**Action item A**
List every person named in the medical marijuana article.
**Action item B**
Resume the medical marijuana article right after its final sentence.

**Source extract**

────────────────────────────────────────

Backers press for legalization, saying suffering patients shouldn’t have to wait for a proposed $2 million study.
Marijuana advocates punched back at Gov. Mark Dayton on Wednesday for refusing to support legalizing medical marijuana and bashed his proposal for a medical study that they say would be of no use to patients.
“For Governor Dayton to say he is working in the best interest of my daughter is disingenuous,” said Maria Botker, a mother from Clinton whose daughter, Greta, suffers from epilepsy.
Dayton, in turn, urged the families and medical marijuana advocates to reconsider his offer of spending $2 million for a study. The measure could allow their children to become part of the test trial and potentially provide relief, as well as provide solid medical research on what has been a controversial topic.
“If advocates agree to the compromise solution my administration has proposed — which I believe would provide their children with the medication and relief they need as quickly as possible — then something can be accomplished on this issue this session,” Dayton said.

────────────────────────────────────────

**Source data**
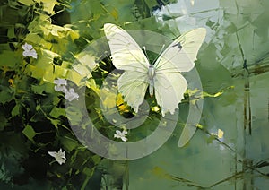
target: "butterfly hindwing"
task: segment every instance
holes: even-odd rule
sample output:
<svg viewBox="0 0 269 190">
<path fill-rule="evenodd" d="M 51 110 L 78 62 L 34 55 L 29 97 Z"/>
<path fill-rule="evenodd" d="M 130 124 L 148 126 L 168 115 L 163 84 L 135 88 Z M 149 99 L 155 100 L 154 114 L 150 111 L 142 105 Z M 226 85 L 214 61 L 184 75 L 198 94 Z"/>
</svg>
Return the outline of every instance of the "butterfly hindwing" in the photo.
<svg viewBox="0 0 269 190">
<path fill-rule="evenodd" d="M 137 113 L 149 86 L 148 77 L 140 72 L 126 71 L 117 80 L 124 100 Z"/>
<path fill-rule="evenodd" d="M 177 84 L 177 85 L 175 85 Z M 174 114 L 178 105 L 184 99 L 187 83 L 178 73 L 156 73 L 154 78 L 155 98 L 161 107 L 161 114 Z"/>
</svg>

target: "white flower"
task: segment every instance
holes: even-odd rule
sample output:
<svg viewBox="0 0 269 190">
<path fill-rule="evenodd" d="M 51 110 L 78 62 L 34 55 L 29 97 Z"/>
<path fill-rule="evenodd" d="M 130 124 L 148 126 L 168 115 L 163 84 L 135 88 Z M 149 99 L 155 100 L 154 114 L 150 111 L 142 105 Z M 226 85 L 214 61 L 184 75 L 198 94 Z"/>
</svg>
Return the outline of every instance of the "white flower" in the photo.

────────────────────────────────────────

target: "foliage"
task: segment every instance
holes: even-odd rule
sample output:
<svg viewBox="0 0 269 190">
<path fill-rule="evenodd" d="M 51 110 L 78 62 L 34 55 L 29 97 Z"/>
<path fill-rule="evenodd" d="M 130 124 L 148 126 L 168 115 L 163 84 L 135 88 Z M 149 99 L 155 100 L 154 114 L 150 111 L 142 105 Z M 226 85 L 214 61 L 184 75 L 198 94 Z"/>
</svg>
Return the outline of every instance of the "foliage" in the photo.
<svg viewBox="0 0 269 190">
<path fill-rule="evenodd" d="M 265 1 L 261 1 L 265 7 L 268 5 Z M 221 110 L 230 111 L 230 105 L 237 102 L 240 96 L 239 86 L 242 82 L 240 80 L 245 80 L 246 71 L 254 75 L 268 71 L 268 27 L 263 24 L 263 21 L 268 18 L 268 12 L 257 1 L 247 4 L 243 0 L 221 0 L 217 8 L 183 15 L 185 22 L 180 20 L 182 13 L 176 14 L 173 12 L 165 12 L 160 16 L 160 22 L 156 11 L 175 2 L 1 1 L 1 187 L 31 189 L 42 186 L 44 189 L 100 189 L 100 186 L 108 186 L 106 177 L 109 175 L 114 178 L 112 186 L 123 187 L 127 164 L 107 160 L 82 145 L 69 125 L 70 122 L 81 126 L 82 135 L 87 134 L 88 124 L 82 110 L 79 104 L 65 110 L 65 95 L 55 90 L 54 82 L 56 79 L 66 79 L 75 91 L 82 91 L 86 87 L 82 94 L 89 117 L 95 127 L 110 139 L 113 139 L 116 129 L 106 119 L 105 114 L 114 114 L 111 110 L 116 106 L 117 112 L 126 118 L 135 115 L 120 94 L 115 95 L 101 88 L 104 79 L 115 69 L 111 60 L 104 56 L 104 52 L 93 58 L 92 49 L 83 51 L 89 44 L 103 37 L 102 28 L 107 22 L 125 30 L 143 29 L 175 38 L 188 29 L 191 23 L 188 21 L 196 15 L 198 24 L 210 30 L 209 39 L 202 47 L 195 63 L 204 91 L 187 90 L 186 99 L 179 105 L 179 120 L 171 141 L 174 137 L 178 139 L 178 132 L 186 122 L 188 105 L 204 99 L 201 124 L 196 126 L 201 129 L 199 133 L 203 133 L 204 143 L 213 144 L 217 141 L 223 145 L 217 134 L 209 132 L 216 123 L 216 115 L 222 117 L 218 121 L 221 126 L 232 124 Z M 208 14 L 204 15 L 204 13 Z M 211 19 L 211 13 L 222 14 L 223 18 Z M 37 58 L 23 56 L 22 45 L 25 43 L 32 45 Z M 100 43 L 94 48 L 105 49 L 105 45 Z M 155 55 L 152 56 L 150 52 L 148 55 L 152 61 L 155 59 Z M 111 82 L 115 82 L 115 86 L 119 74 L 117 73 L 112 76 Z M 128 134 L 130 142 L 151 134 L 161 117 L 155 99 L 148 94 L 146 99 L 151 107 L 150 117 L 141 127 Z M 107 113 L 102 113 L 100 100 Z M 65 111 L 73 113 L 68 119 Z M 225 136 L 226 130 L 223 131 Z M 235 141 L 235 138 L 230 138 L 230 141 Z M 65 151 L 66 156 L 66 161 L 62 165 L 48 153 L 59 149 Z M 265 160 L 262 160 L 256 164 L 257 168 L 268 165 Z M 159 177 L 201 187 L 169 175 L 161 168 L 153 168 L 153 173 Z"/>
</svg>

────────────────────────────────────────

**Task response A**
Mark Dayton, Maria Botker, Greta

**Task response B**
The governor and lawmakers have spent considerable time on the issue this year. The Wednesday news conference was deeply emotional, with teary parents coming to the podium one by one to criticize Dayton. At one point, even the bill’s sponsor, DFL Rep. Carly Melin, began to tear up at the podium after parents described the seizures and suffering by their children.
On the other side, law enforcement organizations have expressed grave concerns about the potential for medical marijuana to get into the hands of both minors and drug abusers. Health department officials are concerned that none of the medical benefits alleged by advocates have been proven.
Dayton and legislators must navigate the issue as polling in Minnesota and around the nation shows growing support for legalizing medical marijuana.
Families with children suffering from epilepsy said that when they met with Dayton last week, he suggested they could buy marijuana on the street. They said their lives are stressful enough without resorting to criminal behavior to care for their children.
The governor said he is not advocating criminal activity.
“I cannot, and I do not, advocate breaking the law,” Dayton said. “But as a father I understand parents who would do anything possible to help their children.”
Even if Dayton’s opposition weakens, serious doubts remain about whether advocates have the votes in the Legislature to get the measure to the governor’s desk.
“I believe we have the votes,” said Melin, DFL-Hibbing.
Another sponsor of the bill, Rep. Andrea Kieffer, said the vote would be strongly bipartisan.
“We have a tremendous amount of support in the Legislature,” said Kieffer, R-Woodbury. “We all want to be a help to these families.”